**Objective 1**
In the Kindle forum thread, which DecalGirl skin did MINImum choose?
**Objective 2**
Continue the forum thread about dressing a Kindle from its last post onward.

**Source document**
──────────────────────────────
# Finally dressed my Kindle!



## MINImum (Oct 15, 2009)

It took forever but I finally decided on what to use to protect my Kindle. I decided on a skin from DecalGirl (Pink Tranquility) and a small K2 bag from BorsaBella (Black Beauty). I'm pleased with my decision. As much as I love some of the covers available, I decided I liked holding the Kindle without a cover.

Here's Charlie (she's a girl, by the way):



















PS: Sorry the pics are so huge, I will try to fix that. And that's my iPhone with the K2 and the bag.


----------



## cagnes (Oct 13, 2009)

Gorgeous combo! I love both the bag & the skins!


----------



## egh34 (Jan 11, 2009)

Nice, love the pink, makes it look so girlie. I have Starry Night, and now it seems it is very masculine once I have seen yours. Hmmm...may have to change to somethinng more girlie.
──────────────────────────────
**Supplied records**
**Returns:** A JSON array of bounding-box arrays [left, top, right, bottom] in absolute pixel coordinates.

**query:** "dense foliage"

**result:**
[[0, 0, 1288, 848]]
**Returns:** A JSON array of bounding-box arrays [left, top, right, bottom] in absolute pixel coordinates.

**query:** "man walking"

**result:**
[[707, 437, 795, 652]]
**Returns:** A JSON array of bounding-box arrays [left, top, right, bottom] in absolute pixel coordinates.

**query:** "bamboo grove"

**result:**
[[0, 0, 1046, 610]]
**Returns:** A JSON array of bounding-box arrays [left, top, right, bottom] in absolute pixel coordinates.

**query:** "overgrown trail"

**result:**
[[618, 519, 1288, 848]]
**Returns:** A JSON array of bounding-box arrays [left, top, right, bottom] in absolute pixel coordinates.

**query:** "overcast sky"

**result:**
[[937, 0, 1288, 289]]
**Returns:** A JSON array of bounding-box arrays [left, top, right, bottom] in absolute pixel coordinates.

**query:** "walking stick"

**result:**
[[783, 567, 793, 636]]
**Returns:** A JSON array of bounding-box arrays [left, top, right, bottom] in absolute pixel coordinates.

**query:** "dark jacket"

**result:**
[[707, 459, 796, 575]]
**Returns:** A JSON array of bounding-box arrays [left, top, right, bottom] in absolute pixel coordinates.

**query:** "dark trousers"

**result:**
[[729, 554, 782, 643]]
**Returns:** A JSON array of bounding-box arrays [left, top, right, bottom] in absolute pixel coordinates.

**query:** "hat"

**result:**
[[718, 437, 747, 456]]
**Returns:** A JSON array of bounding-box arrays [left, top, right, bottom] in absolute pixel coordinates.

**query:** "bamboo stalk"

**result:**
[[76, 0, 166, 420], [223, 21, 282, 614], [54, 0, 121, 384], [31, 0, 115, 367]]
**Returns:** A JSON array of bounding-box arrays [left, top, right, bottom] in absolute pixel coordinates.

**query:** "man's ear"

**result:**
──────────────────────────────
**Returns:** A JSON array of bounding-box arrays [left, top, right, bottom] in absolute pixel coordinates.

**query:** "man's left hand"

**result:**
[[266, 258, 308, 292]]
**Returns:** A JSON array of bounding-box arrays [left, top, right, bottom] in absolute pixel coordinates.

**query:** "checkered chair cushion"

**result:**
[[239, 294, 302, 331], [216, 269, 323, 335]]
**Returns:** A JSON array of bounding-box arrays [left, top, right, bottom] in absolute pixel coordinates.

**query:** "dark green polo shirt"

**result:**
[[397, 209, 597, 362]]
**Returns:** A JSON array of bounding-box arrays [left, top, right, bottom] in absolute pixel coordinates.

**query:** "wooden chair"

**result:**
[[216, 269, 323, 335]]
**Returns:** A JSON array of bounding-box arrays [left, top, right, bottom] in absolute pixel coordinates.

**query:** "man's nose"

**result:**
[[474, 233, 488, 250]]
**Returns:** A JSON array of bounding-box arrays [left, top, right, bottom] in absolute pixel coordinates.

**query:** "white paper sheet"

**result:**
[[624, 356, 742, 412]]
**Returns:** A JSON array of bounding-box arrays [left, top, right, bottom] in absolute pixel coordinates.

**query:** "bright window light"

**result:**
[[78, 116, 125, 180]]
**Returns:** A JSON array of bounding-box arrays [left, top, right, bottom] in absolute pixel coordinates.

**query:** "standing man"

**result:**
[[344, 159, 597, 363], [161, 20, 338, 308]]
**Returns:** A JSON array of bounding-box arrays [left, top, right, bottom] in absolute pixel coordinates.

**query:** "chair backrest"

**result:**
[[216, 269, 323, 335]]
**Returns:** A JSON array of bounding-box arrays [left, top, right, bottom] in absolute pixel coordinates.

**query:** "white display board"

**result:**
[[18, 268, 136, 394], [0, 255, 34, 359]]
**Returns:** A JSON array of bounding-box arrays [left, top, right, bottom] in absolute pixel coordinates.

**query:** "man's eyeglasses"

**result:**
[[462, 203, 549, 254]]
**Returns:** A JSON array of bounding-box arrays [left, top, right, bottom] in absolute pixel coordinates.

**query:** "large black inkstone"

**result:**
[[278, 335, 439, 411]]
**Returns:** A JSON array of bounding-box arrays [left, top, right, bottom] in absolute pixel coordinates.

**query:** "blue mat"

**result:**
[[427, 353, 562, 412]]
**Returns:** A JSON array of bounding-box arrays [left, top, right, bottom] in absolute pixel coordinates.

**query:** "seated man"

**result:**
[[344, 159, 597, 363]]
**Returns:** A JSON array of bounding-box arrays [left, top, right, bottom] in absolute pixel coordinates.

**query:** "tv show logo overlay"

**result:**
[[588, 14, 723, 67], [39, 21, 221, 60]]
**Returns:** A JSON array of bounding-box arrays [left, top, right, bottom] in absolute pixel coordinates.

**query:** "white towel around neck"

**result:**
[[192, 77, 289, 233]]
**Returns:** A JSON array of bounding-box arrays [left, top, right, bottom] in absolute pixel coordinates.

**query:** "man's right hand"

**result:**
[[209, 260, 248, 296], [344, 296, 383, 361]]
──────────────────────────────
**Final result 1**
Pink Tranquility

**Final result 2**
----------



## intinst (Dec 23, 2008)

Nice Kombo!


----------



## knowldgfrk (May 14, 2009)

very pretty!.....Charlie is a lucky girl to have such a proud parent!


----------



## Carol Collett (Oct 4, 2009)

Very pretty!


----------



## MINImum (Oct 15, 2009)

Thanks all!  I still love it, I definitely made the right choice.


----------



## d.rose (Nov 4, 2009)

WOW such a goregous set.. I love that the IPhone is matching the Kindle.. I might do that too


----------



## Angela (Nov 2, 2008)

very pretty


----------



## JeanneB (Aug 31, 2009)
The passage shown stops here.